Records to process

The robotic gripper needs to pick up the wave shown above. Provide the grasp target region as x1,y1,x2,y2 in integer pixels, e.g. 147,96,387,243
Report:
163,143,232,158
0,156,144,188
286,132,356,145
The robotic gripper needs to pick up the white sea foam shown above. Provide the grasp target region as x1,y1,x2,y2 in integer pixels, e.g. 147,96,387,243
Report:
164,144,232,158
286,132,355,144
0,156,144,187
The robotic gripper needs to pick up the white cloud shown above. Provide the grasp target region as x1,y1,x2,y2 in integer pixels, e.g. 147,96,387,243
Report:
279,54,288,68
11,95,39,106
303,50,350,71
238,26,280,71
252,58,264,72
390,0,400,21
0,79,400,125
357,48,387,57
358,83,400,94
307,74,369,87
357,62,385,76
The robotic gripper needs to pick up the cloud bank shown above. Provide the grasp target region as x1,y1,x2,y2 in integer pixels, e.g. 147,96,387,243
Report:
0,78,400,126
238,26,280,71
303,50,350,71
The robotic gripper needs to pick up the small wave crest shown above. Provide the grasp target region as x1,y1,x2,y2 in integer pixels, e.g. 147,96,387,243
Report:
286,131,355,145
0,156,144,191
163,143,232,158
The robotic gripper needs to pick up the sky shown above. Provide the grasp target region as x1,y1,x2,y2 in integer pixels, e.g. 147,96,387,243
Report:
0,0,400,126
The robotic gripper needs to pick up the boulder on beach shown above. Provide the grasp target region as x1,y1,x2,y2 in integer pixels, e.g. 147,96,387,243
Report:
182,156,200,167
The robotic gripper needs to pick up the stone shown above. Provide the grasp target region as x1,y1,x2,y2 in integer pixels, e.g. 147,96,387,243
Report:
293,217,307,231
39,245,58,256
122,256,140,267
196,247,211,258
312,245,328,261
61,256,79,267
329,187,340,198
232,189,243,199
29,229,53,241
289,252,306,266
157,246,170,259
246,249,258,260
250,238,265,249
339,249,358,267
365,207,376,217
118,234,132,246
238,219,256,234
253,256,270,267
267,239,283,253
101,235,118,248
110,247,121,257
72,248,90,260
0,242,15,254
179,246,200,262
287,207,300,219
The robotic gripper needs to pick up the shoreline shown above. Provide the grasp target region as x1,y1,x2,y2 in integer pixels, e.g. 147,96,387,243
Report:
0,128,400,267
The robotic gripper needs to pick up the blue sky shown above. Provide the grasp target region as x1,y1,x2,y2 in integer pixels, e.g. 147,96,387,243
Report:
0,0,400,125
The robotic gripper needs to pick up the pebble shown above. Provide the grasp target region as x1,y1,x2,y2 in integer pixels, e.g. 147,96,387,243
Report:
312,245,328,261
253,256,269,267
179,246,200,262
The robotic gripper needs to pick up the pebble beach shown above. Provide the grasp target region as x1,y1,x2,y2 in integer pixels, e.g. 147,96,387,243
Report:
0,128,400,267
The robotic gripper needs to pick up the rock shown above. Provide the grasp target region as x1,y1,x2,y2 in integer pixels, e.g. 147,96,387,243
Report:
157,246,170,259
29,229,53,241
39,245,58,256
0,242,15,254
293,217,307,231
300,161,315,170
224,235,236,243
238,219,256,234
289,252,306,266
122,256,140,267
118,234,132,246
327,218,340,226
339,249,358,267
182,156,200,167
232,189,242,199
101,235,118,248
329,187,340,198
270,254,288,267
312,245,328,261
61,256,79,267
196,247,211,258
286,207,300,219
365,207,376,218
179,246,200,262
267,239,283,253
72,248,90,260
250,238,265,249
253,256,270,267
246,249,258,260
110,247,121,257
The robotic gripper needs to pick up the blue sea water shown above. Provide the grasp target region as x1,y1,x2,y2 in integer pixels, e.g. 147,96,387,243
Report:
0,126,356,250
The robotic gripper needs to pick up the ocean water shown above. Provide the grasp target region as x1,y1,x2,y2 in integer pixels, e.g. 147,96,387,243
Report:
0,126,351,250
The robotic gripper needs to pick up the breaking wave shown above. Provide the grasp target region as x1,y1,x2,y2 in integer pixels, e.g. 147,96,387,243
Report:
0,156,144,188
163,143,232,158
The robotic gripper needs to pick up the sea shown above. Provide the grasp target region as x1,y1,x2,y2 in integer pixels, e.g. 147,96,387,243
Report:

Exercise aim
Rewrite all of the entries above, substituting "robot arm" for each occurrence of "robotic gripper" and leaving the rest unchanged.

The answer
The robot arm needs to pick up the wave shown above. Provide the grasp target region as x1,y1,x2,y2 in integer pixels, e.g. 147,96,387,243
Report:
163,143,232,158
0,156,144,188
286,132,356,145
The robot arm needs to pick up the white sea foam shown above. Provide the grasp target region as x1,y1,x2,y2 in integer pixels, e.g. 147,96,387,243
Report:
164,144,232,158
286,132,355,144
0,156,144,187
The robot arm needs to pick up the white cloud shown above. Provide the grasp target region as x1,y1,x2,y2 in integer pixels, e.g. 147,96,387,243
Report:
279,54,288,68
11,95,39,106
303,50,350,71
238,26,280,71
252,58,264,72
390,0,400,21
0,79,400,125
357,48,387,57
358,83,400,94
307,74,369,87
357,62,385,76
The robot arm needs to pick up the cloud bank shown above. Provide the grasp target region as x1,y1,x2,y2 in integer pixels, e.g. 147,96,387,243
Report:
0,78,400,126
238,26,280,71
303,50,350,71
The robot arm needs to pick up the small wave crest shown above. Provide the grasp target region as x1,y1,x2,y2 in integer pixels, e.g. 147,96,387,243
Report:
286,131,355,145
0,156,144,191
163,143,232,158
The robot arm needs to pick up the sky shown above. Provide the grasp target region as x1,y1,x2,y2 in integer pixels, e.g. 147,96,387,243
Report:
0,0,400,126
The robot arm needs to pick up the boulder on beach shown above. Provide the grasp target region as x1,y1,x2,y2 in integer pixels, e.g. 147,96,387,243
Report:
182,156,200,167
The robot arm needs to pick up the stone shown above. Provide the grasp target region as x1,y1,x2,y2 in integer pixels, e.g. 147,96,387,243
Report:
293,217,307,231
39,245,58,256
122,256,140,267
196,247,211,258
312,245,328,261
61,256,79,267
329,187,340,198
232,189,243,199
29,229,53,241
289,252,306,266
157,246,170,259
246,249,258,260
250,238,265,249
339,249,358,267
365,207,376,217
118,234,132,246
238,219,256,234
253,256,270,267
267,239,283,253
101,235,118,248
110,247,121,257
72,248,90,260
0,242,15,254
179,246,200,262
287,207,300,219
The robot arm needs to pick up the shoreline shown above. Provide the grasp target region as x1,y1,x2,y2 in integer pixels, e.g. 147,96,387,243
Report:
0,128,400,267
The robot arm needs to pick up the blue sky shown above. Provide the grasp target region as x1,y1,x2,y2 in integer pixels, e.g. 147,96,387,243
Report:
0,0,400,125
The robot arm needs to pick up the pebble shown above. Provide the grasp target region as x1,y1,x2,y2 in integer pixels, e.g. 147,96,387,243
Report:
312,245,328,261
253,256,269,267
179,246,200,262
The robot arm needs to pick up the pebble beach shown above. Provide the grasp target region as x1,y1,x2,y2 in integer pixels, e.g. 147,96,387,243
Report:
0,128,400,267
The robot arm needs to pick up the rock shown above. Provide the grasp target region as x1,y1,x2,y2 in integer pixels, e.g. 147,96,387,243
Report:
157,246,170,259
29,229,53,241
39,245,58,256
0,242,15,254
293,217,307,231
300,161,315,170
224,235,236,243
238,219,256,234
289,252,306,266
122,256,140,267
118,234,132,246
327,218,340,226
339,249,358,267
182,156,200,167
232,189,242,199
101,235,118,248
329,187,340,198
270,254,288,267
312,245,328,261
61,256,79,267
196,247,211,258
286,207,300,219
365,207,376,218
179,246,200,262
267,239,283,253
72,248,90,260
250,238,265,249
253,256,270,267
246,249,258,260
110,247,121,257
The robot arm needs to pick up the blue sea water shown above. Provide the grasp target region as x1,y1,x2,y2 in integer pixels, e.g. 147,96,387,243
Report:
0,126,356,250
The robot arm needs to pick up the ocean water shown above. Provide the grasp target region as x1,y1,x2,y2 in integer pixels, e.g. 147,96,387,243
Report:
0,126,351,250
The robot arm needs to pick up the breaking wave shown above. Provide the grasp target region as x1,y1,x2,y2 in integer pixels, e.g. 147,96,387,243
Report:
0,156,144,188
163,143,232,158
The robot arm needs to pick up the sea shown above. Provide the grasp target region as x1,y1,x2,y2 in integer pixels, e.g. 147,96,387,243
Report:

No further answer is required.